## [THE PROBLEM]
Reproduce the entries below word for word, leaving out the pictures.
Start of MATERIAL FOR THE TASK
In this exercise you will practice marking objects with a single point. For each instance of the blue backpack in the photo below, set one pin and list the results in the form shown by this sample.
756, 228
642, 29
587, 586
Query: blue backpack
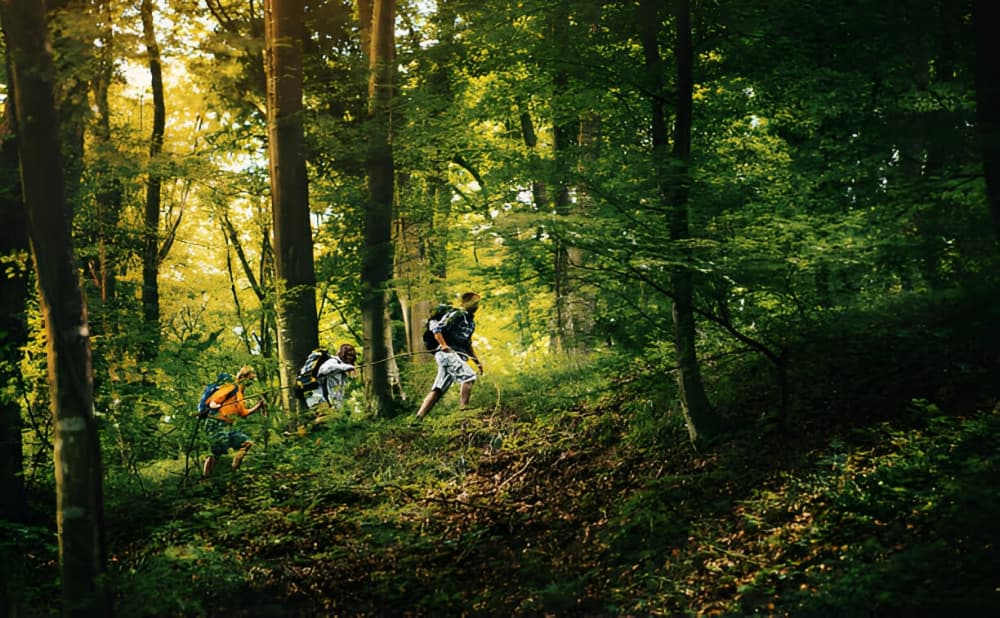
221, 380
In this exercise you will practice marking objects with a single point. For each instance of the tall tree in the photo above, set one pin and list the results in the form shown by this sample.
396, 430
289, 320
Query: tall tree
14, 251
293, 247
79, 513
376, 270
151, 221
673, 180
109, 193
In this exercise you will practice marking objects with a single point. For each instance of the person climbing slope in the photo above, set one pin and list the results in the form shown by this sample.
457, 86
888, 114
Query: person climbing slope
224, 406
453, 333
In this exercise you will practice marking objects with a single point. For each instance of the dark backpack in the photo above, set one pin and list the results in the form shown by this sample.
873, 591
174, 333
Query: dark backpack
307, 379
435, 317
221, 380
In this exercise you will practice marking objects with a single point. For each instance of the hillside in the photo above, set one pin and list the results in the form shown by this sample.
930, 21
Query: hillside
571, 494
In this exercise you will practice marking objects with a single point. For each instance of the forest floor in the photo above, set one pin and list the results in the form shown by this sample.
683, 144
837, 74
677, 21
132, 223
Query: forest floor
569, 497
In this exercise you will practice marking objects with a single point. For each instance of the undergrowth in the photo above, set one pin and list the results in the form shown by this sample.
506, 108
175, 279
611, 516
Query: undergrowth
568, 491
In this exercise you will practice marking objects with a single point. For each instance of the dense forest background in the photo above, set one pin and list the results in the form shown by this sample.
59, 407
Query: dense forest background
739, 322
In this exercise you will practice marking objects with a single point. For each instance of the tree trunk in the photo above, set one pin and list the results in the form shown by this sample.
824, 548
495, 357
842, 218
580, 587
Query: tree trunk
150, 234
985, 17
77, 450
14, 251
296, 276
674, 181
377, 258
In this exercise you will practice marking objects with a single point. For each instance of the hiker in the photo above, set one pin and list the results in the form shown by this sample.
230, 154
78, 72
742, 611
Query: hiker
225, 405
453, 333
332, 376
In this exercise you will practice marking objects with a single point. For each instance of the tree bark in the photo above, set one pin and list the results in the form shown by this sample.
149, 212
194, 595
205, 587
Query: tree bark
985, 16
14, 252
296, 276
77, 459
673, 178
377, 259
151, 228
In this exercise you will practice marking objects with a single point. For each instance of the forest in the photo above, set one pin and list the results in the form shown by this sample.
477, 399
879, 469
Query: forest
733, 268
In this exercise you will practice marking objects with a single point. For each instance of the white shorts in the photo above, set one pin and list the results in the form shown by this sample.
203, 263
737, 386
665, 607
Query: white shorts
451, 368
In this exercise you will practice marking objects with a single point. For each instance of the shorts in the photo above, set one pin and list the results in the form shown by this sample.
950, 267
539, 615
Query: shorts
451, 368
223, 438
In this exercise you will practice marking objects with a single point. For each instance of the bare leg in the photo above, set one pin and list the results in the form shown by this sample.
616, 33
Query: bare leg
465, 393
208, 466
240, 454
432, 398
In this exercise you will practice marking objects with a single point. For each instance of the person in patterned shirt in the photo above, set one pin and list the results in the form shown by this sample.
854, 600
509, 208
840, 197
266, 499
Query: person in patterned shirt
454, 336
End of MATERIAL FOR THE TASK
## [TASK RESULT]
In this exercise you will practice marking objects with a single point. For each instance of the blue backpack in the photo below, set one pin and list the results in the form shown by this sample.
756, 228
642, 29
587, 586
Query: blue backpack
221, 380
In this exercise you will practice marking objects with a single point. For each instance of the tall tree in the photo above, set one pin and list the results in the form shown by this sample.
396, 430
289, 320
Query: tall tree
14, 251
293, 247
79, 513
376, 270
151, 221
673, 180
109, 193
In this exercise you will practice marking objects with a single point. For each instance of the person climbing slope in the photo above, set one pin and list the results in the form shown by this sample.
457, 86
888, 114
Query: person climbing slope
224, 406
453, 333
In this exercise you will practice marking objects with a single point. For each instance of the dark backpack in the photo above, set one pin and list the results in the form shown by this sample.
873, 591
174, 333
Query: dark backpack
307, 379
435, 317
221, 380
In this exercise you will practice marking objects with a single point. For each instance of the hillside in the photo above, set one pin and list the results in the form shown by this sample.
930, 21
Query: hillside
571, 494
In this exercise you will practice marking objects with a single point. For each instance of the forest floor in the photo above, set one pin and list the results in the form shown by this sample.
683, 144
837, 74
677, 21
132, 223
Query: forest floor
569, 497
In this exercise you will practice marking objects with a single point. For each instance of the undergrowth in the photo above, set one pin and list the results in the form shown by this sample.
506, 108
175, 279
611, 516
Query: undergrowth
568, 491
In this exercise you will practice marking objects with a single point. For each instance of the dense forest background in the photo above, set one pin and list the results in the form shown by this sample.
59, 407
Query: dense forest background
739, 322
In this exercise you will practice marking objects with a single point. For each instance of the tree trunk in the photo above, set one pin and list the results in the form shown by this sample.
824, 548
495, 357
842, 218
580, 587
Query: tree trunk
150, 234
985, 17
77, 450
14, 251
296, 276
674, 181
377, 258
In this exercise you will practice marking objects with a single point. For each instance of the hiker in the photo above, set one pin and list the results in the form shown by this sample.
230, 154
78, 72
742, 611
Query: hiker
225, 405
453, 333
332, 376
In this exercise you will practice marking objects with a single point. For each instance of the tree bark in the photo above, set one pin and list the results in the form shown by this sample.
149, 212
194, 595
205, 587
Query: tree bark
985, 16
14, 252
296, 276
77, 459
673, 178
377, 259
151, 228
In this exercise you will practice marking objects with a single point. For each instance of the forest in the photo above, set one pin and list the results in the form shown by this sample.
477, 399
879, 469
Query: forest
733, 268
In this exercise you will practice marking objects with a single point. For each instance of the white shorts in the photo above, set one pin and list the results in the form shown by this sample.
203, 263
737, 386
665, 607
Query: white shorts
451, 368
In this exercise you will practice marking objects with a single point. For each instance of the shorts in the photo above, set one pin and list the results in the form shown by this sample.
950, 267
539, 615
Query: shorts
451, 368
223, 438
In this exercise you will practice marking objects with a single point. For each instance of the bare leg in the photo above, set one pin and list the results in the form shown by this sample.
616, 33
Query: bare leg
465, 393
208, 466
240, 454
432, 398
In this exercise you will practice marking objects with a single point. For each instance of the person in patterned shirt in the photo above, set one pin and list the results in the form shown by this sample.
854, 600
509, 208
840, 197
266, 499
Query: person in patterned shirt
454, 336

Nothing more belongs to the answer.